TASK STATEMENT: Return each line from the data below that contains the string "farmland".

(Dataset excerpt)
------------------------------------------------------------

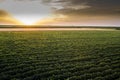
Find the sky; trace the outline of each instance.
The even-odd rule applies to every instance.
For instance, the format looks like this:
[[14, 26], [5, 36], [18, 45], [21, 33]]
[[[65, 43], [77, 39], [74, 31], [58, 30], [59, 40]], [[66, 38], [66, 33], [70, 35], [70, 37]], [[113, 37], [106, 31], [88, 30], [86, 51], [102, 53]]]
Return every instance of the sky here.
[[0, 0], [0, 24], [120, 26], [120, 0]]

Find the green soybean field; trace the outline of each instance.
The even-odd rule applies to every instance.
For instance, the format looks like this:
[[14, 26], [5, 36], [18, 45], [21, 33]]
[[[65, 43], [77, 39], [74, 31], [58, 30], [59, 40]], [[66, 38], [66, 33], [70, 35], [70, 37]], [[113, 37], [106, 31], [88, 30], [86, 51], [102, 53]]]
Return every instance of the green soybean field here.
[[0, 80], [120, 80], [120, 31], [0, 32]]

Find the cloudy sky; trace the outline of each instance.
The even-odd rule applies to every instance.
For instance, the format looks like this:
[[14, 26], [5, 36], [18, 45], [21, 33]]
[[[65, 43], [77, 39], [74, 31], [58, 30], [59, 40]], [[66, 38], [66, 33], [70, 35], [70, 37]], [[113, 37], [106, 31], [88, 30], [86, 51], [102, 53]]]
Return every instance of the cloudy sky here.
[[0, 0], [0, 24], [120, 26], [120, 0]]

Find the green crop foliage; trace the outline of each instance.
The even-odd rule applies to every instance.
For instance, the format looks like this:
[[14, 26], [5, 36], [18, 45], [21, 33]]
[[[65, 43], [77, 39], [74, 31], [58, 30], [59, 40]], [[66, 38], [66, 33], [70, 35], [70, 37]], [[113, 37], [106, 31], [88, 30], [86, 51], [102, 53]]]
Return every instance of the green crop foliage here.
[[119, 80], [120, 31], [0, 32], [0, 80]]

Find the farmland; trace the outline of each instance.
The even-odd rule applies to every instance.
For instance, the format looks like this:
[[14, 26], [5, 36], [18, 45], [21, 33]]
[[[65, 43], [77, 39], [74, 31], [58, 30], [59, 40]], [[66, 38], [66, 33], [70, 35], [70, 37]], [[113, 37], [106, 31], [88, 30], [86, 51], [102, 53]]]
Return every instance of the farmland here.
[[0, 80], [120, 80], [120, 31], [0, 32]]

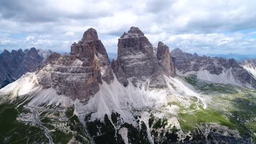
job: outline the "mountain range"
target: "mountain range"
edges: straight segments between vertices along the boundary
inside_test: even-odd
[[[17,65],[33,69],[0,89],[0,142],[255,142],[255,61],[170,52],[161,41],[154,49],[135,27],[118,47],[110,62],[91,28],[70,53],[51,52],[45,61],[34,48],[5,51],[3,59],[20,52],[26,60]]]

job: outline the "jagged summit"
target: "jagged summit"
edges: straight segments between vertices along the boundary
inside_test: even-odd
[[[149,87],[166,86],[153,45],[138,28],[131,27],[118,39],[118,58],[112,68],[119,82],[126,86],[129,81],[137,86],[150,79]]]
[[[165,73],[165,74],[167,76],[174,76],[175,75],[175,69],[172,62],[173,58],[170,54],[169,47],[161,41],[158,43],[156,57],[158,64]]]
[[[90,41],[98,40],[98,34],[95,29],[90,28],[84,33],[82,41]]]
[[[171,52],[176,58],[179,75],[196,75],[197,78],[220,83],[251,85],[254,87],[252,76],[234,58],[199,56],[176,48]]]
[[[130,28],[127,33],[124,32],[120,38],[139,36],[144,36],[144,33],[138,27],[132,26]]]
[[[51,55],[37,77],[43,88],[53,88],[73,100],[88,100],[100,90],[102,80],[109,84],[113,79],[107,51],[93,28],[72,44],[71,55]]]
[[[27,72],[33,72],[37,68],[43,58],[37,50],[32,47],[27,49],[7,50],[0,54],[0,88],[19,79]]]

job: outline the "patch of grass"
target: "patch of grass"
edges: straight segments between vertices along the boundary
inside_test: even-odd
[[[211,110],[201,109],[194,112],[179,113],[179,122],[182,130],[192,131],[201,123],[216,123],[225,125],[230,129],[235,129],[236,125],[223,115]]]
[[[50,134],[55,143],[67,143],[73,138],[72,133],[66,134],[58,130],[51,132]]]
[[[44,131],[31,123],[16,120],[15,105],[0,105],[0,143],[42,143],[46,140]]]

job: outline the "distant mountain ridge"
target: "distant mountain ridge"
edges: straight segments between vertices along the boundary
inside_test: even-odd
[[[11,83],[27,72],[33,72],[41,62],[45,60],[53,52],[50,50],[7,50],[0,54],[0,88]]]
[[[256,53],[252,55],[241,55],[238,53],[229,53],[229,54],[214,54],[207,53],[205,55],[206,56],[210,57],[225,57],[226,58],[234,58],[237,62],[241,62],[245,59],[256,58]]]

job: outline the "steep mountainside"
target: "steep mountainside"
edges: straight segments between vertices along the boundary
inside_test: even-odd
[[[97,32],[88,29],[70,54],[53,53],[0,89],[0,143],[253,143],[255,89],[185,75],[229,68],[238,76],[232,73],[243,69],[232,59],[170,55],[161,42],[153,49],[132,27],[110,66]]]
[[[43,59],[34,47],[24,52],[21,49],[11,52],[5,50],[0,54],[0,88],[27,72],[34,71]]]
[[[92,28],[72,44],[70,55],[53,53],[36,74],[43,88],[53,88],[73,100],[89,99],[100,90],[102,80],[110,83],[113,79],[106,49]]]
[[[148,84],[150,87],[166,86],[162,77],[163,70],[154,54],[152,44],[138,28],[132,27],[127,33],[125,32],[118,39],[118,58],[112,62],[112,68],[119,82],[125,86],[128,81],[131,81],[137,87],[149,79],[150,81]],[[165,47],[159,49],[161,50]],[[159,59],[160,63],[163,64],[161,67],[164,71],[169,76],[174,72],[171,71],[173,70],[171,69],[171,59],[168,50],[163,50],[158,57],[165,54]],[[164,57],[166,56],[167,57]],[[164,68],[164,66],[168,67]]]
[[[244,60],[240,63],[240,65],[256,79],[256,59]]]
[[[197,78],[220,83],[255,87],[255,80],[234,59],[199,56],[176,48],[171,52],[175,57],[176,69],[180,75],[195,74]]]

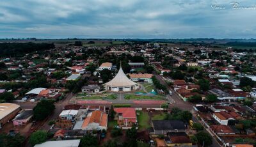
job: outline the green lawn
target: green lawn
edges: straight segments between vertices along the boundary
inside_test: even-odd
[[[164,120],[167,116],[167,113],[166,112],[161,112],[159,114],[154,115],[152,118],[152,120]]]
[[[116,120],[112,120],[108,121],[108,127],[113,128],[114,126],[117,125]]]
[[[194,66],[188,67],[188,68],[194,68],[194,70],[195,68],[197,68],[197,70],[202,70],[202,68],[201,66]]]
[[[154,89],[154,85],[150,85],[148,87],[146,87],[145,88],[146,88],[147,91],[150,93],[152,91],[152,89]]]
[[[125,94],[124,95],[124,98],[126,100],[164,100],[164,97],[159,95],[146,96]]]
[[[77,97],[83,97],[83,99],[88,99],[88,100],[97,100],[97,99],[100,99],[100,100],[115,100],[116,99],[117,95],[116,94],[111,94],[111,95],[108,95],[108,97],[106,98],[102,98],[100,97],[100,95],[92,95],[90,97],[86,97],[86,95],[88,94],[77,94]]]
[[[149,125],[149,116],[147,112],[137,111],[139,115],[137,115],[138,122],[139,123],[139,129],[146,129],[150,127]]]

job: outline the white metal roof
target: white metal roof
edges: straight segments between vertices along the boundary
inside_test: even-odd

------------------------------------------------------------

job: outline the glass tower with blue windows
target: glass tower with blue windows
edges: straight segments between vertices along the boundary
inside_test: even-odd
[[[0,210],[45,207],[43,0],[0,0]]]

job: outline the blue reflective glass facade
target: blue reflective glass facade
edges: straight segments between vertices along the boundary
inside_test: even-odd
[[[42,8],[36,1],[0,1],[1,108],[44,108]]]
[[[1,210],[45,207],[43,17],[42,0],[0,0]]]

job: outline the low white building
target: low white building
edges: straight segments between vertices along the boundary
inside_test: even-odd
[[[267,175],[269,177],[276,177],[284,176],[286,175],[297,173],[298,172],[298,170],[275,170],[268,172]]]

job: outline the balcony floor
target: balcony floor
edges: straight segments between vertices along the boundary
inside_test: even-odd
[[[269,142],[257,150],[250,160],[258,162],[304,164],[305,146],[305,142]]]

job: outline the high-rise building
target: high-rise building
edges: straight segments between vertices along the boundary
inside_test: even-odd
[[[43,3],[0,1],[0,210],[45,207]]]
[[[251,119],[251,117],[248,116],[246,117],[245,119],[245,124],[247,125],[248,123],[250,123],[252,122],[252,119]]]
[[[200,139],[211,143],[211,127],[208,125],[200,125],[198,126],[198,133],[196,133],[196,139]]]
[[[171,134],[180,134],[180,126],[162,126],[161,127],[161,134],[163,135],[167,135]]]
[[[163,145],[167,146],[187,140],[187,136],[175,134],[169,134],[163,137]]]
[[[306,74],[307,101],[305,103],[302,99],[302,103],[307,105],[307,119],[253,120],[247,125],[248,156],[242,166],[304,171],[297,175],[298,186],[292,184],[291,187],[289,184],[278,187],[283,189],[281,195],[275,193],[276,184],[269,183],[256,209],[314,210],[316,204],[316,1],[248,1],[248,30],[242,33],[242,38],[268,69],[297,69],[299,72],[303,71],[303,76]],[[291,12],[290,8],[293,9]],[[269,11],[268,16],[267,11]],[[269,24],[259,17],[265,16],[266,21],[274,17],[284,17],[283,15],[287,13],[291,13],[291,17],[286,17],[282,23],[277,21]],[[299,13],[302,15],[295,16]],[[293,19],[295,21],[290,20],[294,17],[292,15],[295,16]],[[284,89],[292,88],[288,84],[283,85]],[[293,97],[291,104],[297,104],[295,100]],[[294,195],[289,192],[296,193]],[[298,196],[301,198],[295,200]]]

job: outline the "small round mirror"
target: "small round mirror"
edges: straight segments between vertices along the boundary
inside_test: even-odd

------------------------------------------------------------

ANSWER TO THE PROBLEM:
Find the farmland; trace the outline of each instance.
Return every instance of the farmland here.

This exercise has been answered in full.